- _Compiti da svolgere_:
1 > Rispondi a queste domande sul brano che parla del mercato del gas dell'UE:
(a) Quali tre politici vengono nominati nella prima frase?
(b) Da quanto tempo, secondo il brano, la Commissione UE getta le basi per la deregolamentazione del mercato del gas naturale?
(c) Con quale parola tra virgolette è stata promossa questa operazione?
2 > Scrivi il seguito del brano sul mercato del gas dell'UE, partendo subito dopo l'ultima frase riportata.

- _Estratto del documento_:
Non è perché politici come Scholz o il ministro tedesco dell’Economia verde Robert Habeck, né il vicepresidente della Commissione europea per l’energia verde Frans Timmermans siano stupidi o all’oscuro. Corrotti e disonesti, forse sì. Sanno esattamente cosa stanno facendo. Stanno leggendo un copione.

 

Fa tutto parte del piano dell’UE per deindustrializzare una delle concentrazioni industriali più efficienti dal punto di vista energetico del pianeta.

 

Questa è la Green Agenda 2030 delle Nazioni Unite, altrimenti nota come Great Reset di Klaus Schwab.

 

 

Mercato del gas dell’UE deregolamentato

Ciò che la Commissione Europea e i ministri del governo in Germania e in tutta l’UE nascondono con cura è la trasformazione che hanno creato nel modo in cui il prezzo del gas naturale viene determinato oggi.

 

Per quasi due decenni la Commissione UE, appoggiata dalle megabanche come JP MorganChase o dai grandi hedge fund speculativi, ha iniziato a gettare le basi per quella che oggi è una completa deregolamentazione del mercato del gas naturale.

 

È stata promossa come la «liberalizzazione» del mercato del gas naturale dell’Unione Europea. Ciò che ora consente è che il trading sul mercato libero in tempo reale non regolamentato fissi i prezzi piuttosto che i contratti a lungo termine.

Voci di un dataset
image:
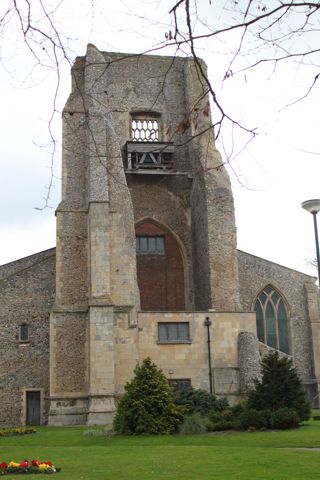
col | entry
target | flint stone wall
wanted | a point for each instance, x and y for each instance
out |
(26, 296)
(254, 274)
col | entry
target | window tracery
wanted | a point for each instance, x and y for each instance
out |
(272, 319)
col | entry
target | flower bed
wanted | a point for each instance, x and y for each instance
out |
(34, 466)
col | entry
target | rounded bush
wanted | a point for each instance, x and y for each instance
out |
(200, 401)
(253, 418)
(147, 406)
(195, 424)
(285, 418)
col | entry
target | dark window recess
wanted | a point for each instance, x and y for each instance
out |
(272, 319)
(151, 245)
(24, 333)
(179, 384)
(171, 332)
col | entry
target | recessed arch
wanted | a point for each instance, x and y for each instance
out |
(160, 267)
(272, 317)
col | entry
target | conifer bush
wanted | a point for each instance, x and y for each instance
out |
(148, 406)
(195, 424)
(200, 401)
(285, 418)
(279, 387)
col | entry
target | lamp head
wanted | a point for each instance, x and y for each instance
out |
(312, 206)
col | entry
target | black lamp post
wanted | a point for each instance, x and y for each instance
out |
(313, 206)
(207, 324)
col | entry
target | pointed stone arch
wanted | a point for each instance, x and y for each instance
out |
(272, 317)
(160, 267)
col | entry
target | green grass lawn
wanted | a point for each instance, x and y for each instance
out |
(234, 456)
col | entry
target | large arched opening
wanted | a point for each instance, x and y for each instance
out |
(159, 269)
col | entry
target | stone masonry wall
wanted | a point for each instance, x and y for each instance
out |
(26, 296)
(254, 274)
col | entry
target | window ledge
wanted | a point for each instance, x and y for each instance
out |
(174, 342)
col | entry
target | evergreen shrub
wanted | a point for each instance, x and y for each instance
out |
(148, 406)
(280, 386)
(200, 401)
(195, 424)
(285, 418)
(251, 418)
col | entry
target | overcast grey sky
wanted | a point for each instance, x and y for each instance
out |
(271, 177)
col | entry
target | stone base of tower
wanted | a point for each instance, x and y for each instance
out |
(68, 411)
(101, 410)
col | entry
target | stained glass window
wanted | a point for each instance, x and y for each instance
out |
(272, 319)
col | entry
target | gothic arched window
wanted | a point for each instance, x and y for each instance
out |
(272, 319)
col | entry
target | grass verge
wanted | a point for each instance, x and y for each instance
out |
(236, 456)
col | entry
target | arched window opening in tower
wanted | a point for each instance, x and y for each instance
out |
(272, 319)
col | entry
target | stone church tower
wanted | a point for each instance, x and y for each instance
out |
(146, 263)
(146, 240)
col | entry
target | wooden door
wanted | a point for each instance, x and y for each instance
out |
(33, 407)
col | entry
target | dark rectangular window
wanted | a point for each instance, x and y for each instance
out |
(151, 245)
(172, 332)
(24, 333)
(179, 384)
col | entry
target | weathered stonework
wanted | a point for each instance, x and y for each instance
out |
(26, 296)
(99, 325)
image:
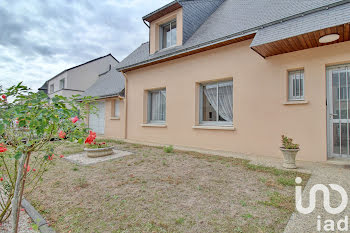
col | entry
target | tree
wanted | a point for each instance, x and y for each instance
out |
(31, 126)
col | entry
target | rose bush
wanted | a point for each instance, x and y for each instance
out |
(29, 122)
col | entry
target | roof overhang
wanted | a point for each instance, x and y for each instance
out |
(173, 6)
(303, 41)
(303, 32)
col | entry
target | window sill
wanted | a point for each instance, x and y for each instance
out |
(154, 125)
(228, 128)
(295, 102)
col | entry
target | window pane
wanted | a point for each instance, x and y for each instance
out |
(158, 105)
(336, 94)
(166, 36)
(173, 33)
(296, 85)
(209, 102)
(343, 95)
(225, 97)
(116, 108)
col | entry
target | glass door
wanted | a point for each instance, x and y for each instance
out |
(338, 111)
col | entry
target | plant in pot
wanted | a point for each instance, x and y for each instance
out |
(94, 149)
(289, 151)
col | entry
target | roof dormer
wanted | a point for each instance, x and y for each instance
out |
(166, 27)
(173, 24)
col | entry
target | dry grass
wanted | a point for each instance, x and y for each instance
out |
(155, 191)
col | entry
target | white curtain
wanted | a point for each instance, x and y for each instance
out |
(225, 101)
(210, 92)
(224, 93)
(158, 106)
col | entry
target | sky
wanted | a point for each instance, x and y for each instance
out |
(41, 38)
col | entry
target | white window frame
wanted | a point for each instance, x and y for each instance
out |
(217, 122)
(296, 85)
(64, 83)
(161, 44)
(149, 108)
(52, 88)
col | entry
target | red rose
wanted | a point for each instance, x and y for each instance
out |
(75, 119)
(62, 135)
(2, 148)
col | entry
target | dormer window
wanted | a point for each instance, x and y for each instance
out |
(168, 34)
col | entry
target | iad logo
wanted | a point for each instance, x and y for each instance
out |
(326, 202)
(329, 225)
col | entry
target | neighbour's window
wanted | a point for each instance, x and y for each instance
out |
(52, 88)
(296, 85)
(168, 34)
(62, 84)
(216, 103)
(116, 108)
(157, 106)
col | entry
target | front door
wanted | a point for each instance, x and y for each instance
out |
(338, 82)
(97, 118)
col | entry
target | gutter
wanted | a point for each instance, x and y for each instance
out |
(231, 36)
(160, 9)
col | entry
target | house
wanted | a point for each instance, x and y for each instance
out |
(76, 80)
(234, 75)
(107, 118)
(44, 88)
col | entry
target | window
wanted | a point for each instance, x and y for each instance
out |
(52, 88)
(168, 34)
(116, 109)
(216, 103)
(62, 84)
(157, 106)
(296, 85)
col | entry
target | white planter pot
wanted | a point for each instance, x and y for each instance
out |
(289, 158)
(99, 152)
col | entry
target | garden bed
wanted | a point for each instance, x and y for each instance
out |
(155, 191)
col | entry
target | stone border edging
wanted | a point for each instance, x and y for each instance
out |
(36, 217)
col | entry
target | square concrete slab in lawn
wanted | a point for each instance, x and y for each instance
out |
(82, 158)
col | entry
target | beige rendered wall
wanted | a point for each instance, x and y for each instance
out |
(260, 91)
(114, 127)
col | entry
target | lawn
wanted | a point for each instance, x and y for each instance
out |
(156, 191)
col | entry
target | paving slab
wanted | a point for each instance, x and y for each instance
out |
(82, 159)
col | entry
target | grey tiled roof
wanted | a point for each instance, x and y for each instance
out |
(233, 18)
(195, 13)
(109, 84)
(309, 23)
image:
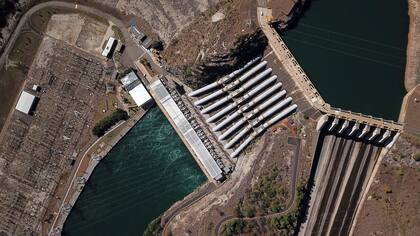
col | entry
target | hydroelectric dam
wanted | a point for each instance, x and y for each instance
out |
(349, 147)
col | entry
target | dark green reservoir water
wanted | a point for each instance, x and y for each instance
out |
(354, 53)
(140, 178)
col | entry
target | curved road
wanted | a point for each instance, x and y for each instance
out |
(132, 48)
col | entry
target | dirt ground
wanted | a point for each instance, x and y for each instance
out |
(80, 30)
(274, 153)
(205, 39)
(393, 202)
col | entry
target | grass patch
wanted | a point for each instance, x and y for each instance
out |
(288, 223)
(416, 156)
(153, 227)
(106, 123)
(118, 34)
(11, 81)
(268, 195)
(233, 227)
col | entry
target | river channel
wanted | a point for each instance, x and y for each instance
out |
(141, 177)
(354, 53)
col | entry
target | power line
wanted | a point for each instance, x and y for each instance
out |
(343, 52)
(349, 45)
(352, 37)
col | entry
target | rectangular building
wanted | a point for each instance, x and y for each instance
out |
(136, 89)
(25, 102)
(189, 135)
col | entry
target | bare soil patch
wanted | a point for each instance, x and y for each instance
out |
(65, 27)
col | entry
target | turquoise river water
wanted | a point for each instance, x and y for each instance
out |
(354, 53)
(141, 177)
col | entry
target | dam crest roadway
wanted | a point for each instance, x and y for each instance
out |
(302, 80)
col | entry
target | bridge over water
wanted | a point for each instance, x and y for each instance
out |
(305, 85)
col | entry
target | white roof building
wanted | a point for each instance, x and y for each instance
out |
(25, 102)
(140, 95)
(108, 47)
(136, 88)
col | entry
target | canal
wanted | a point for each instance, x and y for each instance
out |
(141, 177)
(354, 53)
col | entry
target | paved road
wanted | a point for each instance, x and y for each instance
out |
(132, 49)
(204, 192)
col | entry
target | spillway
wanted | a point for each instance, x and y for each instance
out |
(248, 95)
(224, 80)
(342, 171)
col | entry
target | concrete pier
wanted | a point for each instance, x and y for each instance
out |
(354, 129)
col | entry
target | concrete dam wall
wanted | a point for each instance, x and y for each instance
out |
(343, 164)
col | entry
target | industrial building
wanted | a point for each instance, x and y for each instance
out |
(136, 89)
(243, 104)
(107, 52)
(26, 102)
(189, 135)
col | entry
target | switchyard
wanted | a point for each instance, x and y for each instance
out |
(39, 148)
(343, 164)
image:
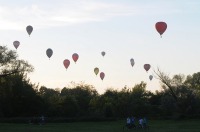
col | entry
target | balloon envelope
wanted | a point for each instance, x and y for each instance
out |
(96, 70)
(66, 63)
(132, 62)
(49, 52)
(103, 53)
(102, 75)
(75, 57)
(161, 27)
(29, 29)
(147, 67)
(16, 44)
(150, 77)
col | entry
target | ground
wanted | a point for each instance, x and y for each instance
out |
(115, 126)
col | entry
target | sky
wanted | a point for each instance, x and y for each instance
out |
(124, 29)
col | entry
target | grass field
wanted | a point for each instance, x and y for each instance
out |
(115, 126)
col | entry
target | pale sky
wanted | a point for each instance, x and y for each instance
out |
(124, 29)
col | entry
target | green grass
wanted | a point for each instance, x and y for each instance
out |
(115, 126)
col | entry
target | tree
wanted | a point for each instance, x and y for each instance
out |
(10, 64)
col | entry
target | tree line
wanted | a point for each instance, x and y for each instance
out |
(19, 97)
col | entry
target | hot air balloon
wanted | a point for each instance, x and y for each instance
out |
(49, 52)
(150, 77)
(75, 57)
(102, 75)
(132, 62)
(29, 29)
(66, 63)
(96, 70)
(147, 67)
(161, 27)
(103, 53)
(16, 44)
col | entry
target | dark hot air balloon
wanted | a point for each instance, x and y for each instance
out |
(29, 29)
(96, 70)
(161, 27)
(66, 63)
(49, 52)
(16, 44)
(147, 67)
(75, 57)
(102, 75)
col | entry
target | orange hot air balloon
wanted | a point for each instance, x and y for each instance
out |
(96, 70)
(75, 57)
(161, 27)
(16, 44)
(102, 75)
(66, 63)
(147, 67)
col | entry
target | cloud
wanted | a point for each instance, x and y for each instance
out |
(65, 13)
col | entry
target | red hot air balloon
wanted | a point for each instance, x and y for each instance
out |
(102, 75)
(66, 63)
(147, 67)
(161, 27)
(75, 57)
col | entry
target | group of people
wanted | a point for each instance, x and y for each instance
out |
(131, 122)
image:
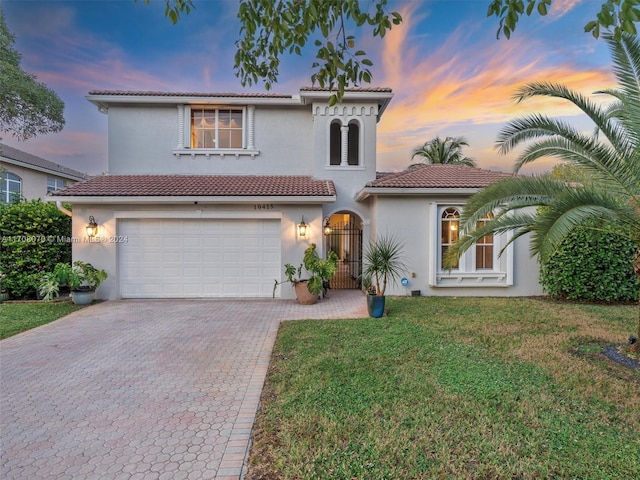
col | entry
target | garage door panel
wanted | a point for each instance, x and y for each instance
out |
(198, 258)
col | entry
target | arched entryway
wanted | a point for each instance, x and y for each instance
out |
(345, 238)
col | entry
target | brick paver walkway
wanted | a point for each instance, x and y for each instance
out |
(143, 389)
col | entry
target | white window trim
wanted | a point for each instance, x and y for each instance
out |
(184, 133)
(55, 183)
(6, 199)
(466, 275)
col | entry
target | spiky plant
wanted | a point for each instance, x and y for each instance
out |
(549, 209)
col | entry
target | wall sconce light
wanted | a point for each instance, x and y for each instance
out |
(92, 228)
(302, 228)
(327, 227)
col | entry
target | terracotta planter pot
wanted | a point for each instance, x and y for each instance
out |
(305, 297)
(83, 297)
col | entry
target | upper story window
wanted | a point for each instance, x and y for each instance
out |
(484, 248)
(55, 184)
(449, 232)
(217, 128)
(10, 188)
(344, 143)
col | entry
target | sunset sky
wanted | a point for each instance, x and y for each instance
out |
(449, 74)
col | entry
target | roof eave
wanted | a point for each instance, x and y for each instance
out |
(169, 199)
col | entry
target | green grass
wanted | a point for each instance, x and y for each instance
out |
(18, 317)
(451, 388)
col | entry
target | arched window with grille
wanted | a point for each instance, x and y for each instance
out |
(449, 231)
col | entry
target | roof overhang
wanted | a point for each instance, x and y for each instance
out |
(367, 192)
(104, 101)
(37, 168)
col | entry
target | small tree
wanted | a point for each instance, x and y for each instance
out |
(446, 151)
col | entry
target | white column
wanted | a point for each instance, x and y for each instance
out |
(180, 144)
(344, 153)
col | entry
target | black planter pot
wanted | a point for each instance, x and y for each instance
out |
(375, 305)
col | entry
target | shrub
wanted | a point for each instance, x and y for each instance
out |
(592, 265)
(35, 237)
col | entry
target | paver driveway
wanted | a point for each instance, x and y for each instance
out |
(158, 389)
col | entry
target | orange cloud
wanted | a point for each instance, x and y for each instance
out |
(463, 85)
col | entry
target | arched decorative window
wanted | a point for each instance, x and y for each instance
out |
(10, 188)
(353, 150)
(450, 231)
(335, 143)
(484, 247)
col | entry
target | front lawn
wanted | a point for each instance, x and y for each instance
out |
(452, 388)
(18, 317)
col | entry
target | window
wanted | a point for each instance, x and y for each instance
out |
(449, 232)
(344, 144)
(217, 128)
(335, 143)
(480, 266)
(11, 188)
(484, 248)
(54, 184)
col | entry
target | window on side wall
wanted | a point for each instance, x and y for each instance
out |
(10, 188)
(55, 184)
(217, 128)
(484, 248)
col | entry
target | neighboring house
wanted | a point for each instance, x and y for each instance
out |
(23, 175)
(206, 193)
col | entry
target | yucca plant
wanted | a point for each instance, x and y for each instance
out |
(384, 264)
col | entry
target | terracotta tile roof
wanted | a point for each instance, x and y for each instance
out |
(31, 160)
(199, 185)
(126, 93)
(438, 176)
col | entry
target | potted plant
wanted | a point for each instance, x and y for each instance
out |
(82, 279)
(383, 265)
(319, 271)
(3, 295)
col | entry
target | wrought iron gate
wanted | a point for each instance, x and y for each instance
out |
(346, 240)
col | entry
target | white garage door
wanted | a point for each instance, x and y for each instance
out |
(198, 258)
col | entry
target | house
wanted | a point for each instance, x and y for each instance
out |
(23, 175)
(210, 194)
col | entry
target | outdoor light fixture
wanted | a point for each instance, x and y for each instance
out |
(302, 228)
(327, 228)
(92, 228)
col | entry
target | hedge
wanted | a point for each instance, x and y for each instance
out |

- _Risultati dei compiti_:
1 >
(a) Scholz, il ministro tedesco dell'Economia verde Robert Habeck e il vicepresidente della Commissione europea per l'energia verde Frans Timmermans.
(b) Da quasi due decenni.
(c) «liberalizzazione»

2 >
 

A partire dal 2010 circa, l’UE ha iniziato a spingere un cambiamento radicale nelle regole per la determinazione dei prezzi del gas naturale. Prima di quel momento la maggior parte dei prezzi del gas era fissata in contratti fissi a lungo termine per la consegna via gasdotto.

 

Il più grande fornitore, la russa Gazprom, ha fornito gas all’UE, soprattutto alla Germania, in contratti a lungo termine ancorati al prezzo del petrolio.

 

Fino agli ultimi anni quasi nessun gas veniva importato tramite navi GNL. Con una modifica delle leggi statunitensi per consentire l’esportazione di GNL dall’enorme produzione di gas di scisto nel 2016, i produttori di gas statunitensi hanno iniziato un’importante espansione della costruzione di terminali di esportazione di GNL.

 

La costruzione dei terminal richiede in media dai 3 ai 5 anni. Allo stesso tempo Polonia, Olanda e altri Paesi dell’UE hanno iniziato a costruire terminali di importazione di GNL per ricevere il GNL dall’estero.

 

I giganti petroliferi angloamericani, allora chiamati le Sette sorellem emersi dalla seconda guerra mondiale come fornitore leader mondiale di petrolio, crearono un monopolio globale del prezzo del petrolio.

 

Come notò Henry Kissinger durante gli shock petroliferi degli anni ’70, «Controlla il petrolio e controlli intere nazioni».

 

Dagli anni ’80 le banche di Wall Street, guidate da Goldman Sachs, hanno creato un nuovo mercato nel «petrolio di carta», o futures e negoziazione di derivati ​​di futuri barili di petrolio. Ciò ha creato un enorme casinò di profitti speculativi che era controllato da una manciata di banche giganti a New York e nella City di Londra.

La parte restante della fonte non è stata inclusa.